## Work required
Print every line below without adding or leaving out a single word.

## Stored data
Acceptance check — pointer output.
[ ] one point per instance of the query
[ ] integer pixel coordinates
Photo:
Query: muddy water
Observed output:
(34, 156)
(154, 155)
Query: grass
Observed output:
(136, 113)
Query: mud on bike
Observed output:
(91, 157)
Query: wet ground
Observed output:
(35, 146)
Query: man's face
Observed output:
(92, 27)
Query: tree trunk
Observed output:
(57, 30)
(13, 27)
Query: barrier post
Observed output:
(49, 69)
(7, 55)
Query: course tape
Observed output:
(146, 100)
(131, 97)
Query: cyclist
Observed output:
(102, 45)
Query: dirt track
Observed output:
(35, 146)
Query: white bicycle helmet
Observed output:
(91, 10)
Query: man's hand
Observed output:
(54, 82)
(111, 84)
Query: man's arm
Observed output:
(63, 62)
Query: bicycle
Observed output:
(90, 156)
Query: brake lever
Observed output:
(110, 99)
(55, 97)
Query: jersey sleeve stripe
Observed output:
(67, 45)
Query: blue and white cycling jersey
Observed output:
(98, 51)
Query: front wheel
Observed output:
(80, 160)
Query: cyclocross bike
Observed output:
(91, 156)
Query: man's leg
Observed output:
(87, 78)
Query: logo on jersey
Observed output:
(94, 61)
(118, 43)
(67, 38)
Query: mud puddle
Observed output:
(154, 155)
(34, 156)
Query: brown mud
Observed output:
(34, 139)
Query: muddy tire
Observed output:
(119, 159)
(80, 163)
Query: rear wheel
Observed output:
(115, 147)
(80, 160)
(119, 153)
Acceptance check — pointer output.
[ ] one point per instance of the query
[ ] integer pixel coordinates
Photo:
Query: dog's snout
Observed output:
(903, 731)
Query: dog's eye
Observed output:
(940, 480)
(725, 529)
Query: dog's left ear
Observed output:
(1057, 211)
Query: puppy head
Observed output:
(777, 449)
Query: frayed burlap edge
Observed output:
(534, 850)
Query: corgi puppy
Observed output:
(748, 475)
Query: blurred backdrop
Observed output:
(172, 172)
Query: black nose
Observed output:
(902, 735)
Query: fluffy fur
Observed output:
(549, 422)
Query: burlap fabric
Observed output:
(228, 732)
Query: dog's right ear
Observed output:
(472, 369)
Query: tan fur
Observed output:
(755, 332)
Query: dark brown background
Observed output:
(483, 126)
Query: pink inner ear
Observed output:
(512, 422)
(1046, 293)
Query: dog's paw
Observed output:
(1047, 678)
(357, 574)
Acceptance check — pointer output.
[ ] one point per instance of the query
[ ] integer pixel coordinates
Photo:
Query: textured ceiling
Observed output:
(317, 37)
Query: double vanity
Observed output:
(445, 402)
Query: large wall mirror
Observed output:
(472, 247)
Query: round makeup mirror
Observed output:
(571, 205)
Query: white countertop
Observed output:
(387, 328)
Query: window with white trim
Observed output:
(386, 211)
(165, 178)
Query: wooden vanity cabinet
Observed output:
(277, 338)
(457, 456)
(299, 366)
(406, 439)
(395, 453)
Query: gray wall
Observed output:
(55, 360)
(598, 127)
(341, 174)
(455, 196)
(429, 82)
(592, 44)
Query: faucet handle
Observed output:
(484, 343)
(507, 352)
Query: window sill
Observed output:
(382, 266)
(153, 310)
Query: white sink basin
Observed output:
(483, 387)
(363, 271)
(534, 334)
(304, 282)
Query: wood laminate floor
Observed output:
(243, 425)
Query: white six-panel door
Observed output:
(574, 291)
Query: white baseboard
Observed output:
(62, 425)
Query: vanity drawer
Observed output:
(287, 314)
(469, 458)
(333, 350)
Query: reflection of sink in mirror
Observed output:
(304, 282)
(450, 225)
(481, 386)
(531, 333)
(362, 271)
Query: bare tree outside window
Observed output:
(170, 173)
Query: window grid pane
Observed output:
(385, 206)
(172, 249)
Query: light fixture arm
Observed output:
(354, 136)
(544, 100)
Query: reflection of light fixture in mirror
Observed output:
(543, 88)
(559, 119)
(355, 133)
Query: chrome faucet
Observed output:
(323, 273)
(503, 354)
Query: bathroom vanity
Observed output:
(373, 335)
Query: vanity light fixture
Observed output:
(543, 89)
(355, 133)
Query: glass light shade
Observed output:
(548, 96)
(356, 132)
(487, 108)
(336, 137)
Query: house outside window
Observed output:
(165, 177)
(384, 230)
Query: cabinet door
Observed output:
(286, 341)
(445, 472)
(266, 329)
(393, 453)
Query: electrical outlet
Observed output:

## Result
Acceptance check — pointer output.
[ ] one point per instance of the query
[ ] integer pixel coordinates
Photo:
Query: muddy water
Observed output:
(34, 156)
(154, 155)
Query: grass
Observed output:
(136, 113)
Query: mud on bike
Observed output:
(91, 157)
Query: wet ground
Observed output:
(35, 146)
Query: man's face
Observed output:
(92, 27)
Query: tree trunk
Observed output:
(57, 30)
(13, 27)
Query: barrier post
Observed output:
(49, 69)
(7, 55)
Query: course tape
Observed output:
(146, 100)
(131, 97)
Query: cyclist
Observed output:
(102, 45)
Query: dirt track
Observed output:
(35, 146)
Query: white bicycle helmet
Observed output:
(91, 10)
Query: man's hand
Observed output:
(54, 82)
(111, 84)
Query: man's arm
Observed output:
(63, 62)
Query: bicycle
Observed output:
(90, 156)
Query: brake lever
Observed output:
(110, 99)
(55, 97)
Query: jersey sleeve stripe
Observed output:
(67, 45)
Query: blue and white cycling jersey
Observed output:
(98, 51)
Query: front wheel
Observed output:
(80, 160)
Query: cyclocross bike
Observed output:
(91, 156)
Query: man's leg
Observed output:
(87, 78)
Query: logo on jersey
Observed output:
(94, 61)
(118, 43)
(67, 38)
Query: mud puddle
Observed output:
(154, 155)
(34, 156)
Query: brown mud
Observed output:
(34, 139)
Query: muddy tire
Observed output:
(119, 159)
(80, 163)
Query: rear wheel
Observed output:
(115, 147)
(80, 160)
(119, 153)
Acceptance check — pointer output.
[ ] one point per instance of the query
[ ] integer pixel coordinates
Photo:
Query: dog's snout
Observed output:
(903, 731)
Query: dog's eye
Observed output:
(940, 480)
(725, 529)
Query: dog's left ear
Observed output:
(1057, 211)
Query: puppy head
Observed output:
(777, 449)
Query: frayed burlap edge
Observed output:
(534, 850)
Query: corgi puppy
Observed output:
(748, 475)
Query: blurred backdrop
Observed output:
(172, 172)
Query: black nose
Observed output:
(902, 735)
Query: fluffy fur
Observed output:
(549, 422)
Query: burlap fabric
Observed output:
(228, 732)
Query: dog's right ear
Observed output:
(472, 369)
Query: tan fur
Observed output:
(755, 332)
Query: dark brown background
Observed output:
(483, 126)
Query: pink inner ear
Observed output:
(512, 422)
(1046, 293)
Query: dog's paw
Observed output:
(1047, 678)
(357, 574)
Acceptance check — pointer output.
[ ] one point per instance of the query
[ ] integer pixel coordinates
Photo:
Query: textured ceiling
Observed output:
(317, 37)
Query: double vanity
Observed output:
(445, 402)
Query: large wall mirror
Observed output:
(472, 247)
Query: round makeup mirror
Observed output:
(571, 205)
Query: white countertop
Observed output:
(387, 328)
Query: window with white trim
Observed output:
(386, 211)
(165, 178)
Query: wooden vanity cabinet
Observed output:
(277, 338)
(457, 456)
(299, 366)
(406, 439)
(395, 453)
Query: gray wall
Observed output:
(55, 360)
(598, 127)
(341, 174)
(455, 196)
(429, 82)
(592, 44)
Query: faucet handle
Observed output:
(484, 343)
(507, 352)
Query: window sill
Observed output:
(382, 266)
(153, 310)
Query: white sink basin
Observed output:
(483, 387)
(363, 271)
(534, 334)
(304, 282)
Query: wood laminate floor
Observed output:
(243, 425)
Query: white six-panel door
Observed output:
(574, 291)
Query: white baseboard
Observed output:
(62, 425)
Query: vanity drawer
Observed output:
(287, 314)
(469, 458)
(333, 350)
Query: reflection of sink in mirror
Observed output:
(304, 282)
(450, 225)
(481, 386)
(531, 333)
(362, 271)
Query: bare tree outside window
Observed output:
(170, 173)
Query: window grid pane
Observed output:
(385, 206)
(172, 249)
Query: light fixture arm
Observed output:
(354, 136)
(544, 100)
Query: reflection of light fixture in mirror
Observed output:
(543, 88)
(559, 119)
(355, 133)
Query: chrome faucet
Observed output:
(323, 273)
(503, 354)
Query: bathroom vanity
Observed output:
(373, 335)
Query: vanity light fixture
Observed output:
(543, 89)
(355, 133)
Query: glass light shade
Observed output:
(548, 96)
(356, 132)
(487, 108)
(336, 137)
Query: house outside window
Observed output:
(165, 177)
(384, 230)
Query: cabinet door
Observed output:
(286, 341)
(445, 472)
(266, 329)
(393, 453)
Query: electrical outlet
Observed output:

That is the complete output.